Choose one of the following methods to create your configuration

Method 1: Generate default configuration

python main.py --create-config

Method 2: Copy from examples

# For basic configuration
cp examples/config-simple.yaml config.yaml

# For full configuration with all options
cp examples/config-full.yaml config.yaml

Edit the configuration file:

  • Set your Github session token or API key
  • Configure provider search patterns
  • Adjust rate limits and thread counts

Configuration Guide

The system provides two configuration templates:

  1. Basic Configuration - Suitable for quick start:

    # Global application settings
    global:
      workspace: "./data"  # Working directory
      github_credentials:
        sessions:
          - "your_github_session_here"  # GitHub session token
        strategy: "round_robin"  # Load balancing strategy
    
    # Pipeline stage configuration
    pipeline:
      threads:
        search: 1    # Search threads (keep low)

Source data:

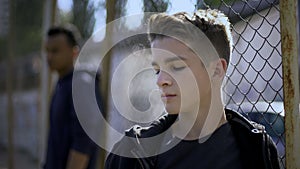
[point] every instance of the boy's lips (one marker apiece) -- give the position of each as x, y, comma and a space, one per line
168, 95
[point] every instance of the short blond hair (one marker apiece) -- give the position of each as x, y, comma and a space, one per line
213, 23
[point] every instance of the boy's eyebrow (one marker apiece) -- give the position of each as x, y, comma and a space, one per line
170, 60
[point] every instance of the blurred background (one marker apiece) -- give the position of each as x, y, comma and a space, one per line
253, 84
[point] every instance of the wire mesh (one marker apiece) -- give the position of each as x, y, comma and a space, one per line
254, 85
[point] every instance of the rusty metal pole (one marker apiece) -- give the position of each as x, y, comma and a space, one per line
289, 46
9, 84
49, 14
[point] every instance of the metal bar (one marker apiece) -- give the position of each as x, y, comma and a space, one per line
289, 46
9, 84
45, 79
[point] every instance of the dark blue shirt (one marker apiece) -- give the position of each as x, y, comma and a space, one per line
65, 131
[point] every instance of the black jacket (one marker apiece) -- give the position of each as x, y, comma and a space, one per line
257, 148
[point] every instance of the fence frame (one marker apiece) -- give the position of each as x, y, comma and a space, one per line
289, 47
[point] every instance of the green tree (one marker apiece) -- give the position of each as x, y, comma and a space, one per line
28, 30
83, 17
156, 5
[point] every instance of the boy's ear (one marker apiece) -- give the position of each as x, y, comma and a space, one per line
75, 51
220, 68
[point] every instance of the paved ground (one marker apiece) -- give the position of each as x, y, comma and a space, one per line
22, 160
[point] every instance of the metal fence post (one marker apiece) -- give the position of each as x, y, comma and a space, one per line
289, 44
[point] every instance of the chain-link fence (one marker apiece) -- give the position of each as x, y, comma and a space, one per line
254, 85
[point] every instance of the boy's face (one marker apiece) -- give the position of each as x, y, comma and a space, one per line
181, 77
60, 53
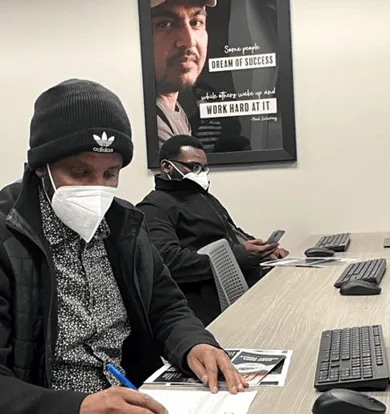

■ HOW TO COMPLETE THIS TASK
Transcribe the configuration guide word for word, starting at "# Global application" and ending after "threads (keep low)".

■ WRITTEN RESPONSE
# Global application settings
    global:
      workspace: "./data"  # Working directory
      github_credentials:
        sessions:
          - "your_github_session_here"  # GitHub session token
        strategy: "round_robin"  # Load balancing strategy
    
    # Pipeline stage configuration
    pipeline:
      threads:
        search: 1    # Search threads (keep low)